-------- Entries provided --------

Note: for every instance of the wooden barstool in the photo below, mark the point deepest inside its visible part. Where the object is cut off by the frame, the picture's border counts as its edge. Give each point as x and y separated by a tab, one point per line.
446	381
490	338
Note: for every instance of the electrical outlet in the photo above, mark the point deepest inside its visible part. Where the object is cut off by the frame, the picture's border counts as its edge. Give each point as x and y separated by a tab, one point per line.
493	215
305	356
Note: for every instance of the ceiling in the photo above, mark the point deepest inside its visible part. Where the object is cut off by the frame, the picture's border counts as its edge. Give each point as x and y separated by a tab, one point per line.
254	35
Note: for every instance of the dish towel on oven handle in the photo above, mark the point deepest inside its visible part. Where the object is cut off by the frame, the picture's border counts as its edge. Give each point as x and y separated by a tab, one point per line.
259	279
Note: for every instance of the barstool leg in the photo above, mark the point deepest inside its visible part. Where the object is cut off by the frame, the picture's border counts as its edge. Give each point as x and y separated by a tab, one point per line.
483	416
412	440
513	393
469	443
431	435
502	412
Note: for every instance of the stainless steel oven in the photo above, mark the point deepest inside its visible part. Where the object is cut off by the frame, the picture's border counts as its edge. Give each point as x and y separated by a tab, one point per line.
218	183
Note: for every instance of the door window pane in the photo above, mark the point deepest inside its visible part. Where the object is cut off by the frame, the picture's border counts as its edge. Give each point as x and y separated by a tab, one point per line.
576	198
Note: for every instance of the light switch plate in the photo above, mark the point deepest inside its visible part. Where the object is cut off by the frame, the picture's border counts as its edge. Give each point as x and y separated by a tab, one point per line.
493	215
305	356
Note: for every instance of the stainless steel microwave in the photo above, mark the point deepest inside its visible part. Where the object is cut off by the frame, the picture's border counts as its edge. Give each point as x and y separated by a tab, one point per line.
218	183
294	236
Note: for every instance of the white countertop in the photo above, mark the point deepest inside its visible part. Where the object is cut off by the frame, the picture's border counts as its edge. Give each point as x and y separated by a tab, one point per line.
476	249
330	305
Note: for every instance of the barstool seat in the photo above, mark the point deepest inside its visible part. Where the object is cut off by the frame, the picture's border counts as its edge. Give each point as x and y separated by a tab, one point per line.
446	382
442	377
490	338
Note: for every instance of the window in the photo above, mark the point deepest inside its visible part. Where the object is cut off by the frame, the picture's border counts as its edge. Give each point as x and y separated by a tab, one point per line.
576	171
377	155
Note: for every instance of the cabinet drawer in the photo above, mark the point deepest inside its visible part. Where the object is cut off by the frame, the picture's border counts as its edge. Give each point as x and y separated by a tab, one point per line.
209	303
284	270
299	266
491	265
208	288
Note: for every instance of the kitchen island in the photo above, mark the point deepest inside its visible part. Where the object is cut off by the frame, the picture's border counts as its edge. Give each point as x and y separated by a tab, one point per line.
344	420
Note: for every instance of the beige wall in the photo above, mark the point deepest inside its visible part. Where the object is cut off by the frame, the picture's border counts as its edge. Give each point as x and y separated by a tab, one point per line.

--------

- _Work to complete_
Copy every line of the listing above verbatim.

- _Response below_
Note: for every instance of the wooden barstool in the photo below, mark the point deepest inside its visible part. Where the object is cut off by the frame, the picture's border counts as its edge. Give each point as x and y separated by a tab, one point per line.
446	381
490	338
Note: for every instance of the electrical outlet in the photo above, mark the point deepest inside its visible part. Where the object is cut off by the frame, the picture's border counts as its edge. Give each point as x and y separated by a tab, one point per line.
493	215
305	356
Note: for every instance of the ceiling in the photo above, mark the point deepest inside its visible part. Where the object is cut off by the frame, the picture's border counts as its edge. Give each point as x and y separated by a tab, one point per line.
254	35
Note: for every instance of the dish towel on oven handle in the photo above, mark the point deepest inside its visible part. Where the object is cut off by the frame, the picture's border counts as its edge. Give each point as x and y separated by a tab, one point per line.
259	279
Note: for every instance of the barstool leg in the photo above, mark the point deepest inside its visible part. Where the object is cut off by the frame, the picture's border counts as its edge. Give each point as x and y separated by a tab, one point per line.
483	416
412	440
513	393
469	443
431	435
502	412
Note: for every instance of the stainless steel oven in the photo above, mark the point deepest inside its visible part. Where the object is cut off by the frame, the picture's border counts as its edge. Give each point as x and y separated by a tab, one point per line.
218	183
Note: for every instance of the door window pane in the photo above, mark the point deepest inside its visible part. Where the object is cut off by the frame, the picture's border counts as its edge. Give each point as x and y separated by a tab, one point per line.
576	198
Note: for every instance of the light switch plate in the photo above, mark the point deepest inside its visible part. Where the object is cut off by the frame, the picture's border counts as its edge. Give each point as x and y separated by a tab, one point per line.
493	215
305	356
Note: for every instance of the stainless steel microwave in the photo above, mark the point deepest inside its visible part. Where the object is cut off by the frame, the picture's border counts as its edge. Give each point as x and y separated by a tab, one point per line.
218	183
294	236
Note: for every instance of the white countertop in the photo above, mark the point deepest inside its visible part. Where the object is cut off by the frame, the picture's border counts as its edge. Give each point as x and y separated by a tab, one point per line.
476	249
330	305
Note: for every instance of the barstool seat in the photo above, mark the point deepest inside its visible part. Where the object is cut off by the frame, the picture's border counts as its edge. Give each point as x and y separated by a tab, one point per line.
446	382
442	377
490	338
Note: for every instance of the window in the photo above, mark the point deepest inside its visible part. Where the object is cut off by the frame, the picture's border counts as its edge. Give each point as x and y separated by a tab, one point per line.
576	171
377	155
Note: for every instance of the cabinet drawer in the photo above, mark the point deepest inside its visible part. Where the object is cut off by the frame, the picture's border counts as its edge. Give each point as x and y separated by a tab, one point per line.
209	303
284	270
299	266
491	265
208	288
Note: for every instance of the kitchen island in the photo above, mark the point deepest inside its visible part. Where the object is cut off by the frame, the picture's border counts as its edge. Give each point as x and y separated by a tab, one point per line.
344	420
Note: for every instance of the beige wall in the photo above, mark the point deepest inside its visible part. Where the object is cut off by the frame, the picture's border counts as its edge. Give each point as x and y separated by a tab, one point per line.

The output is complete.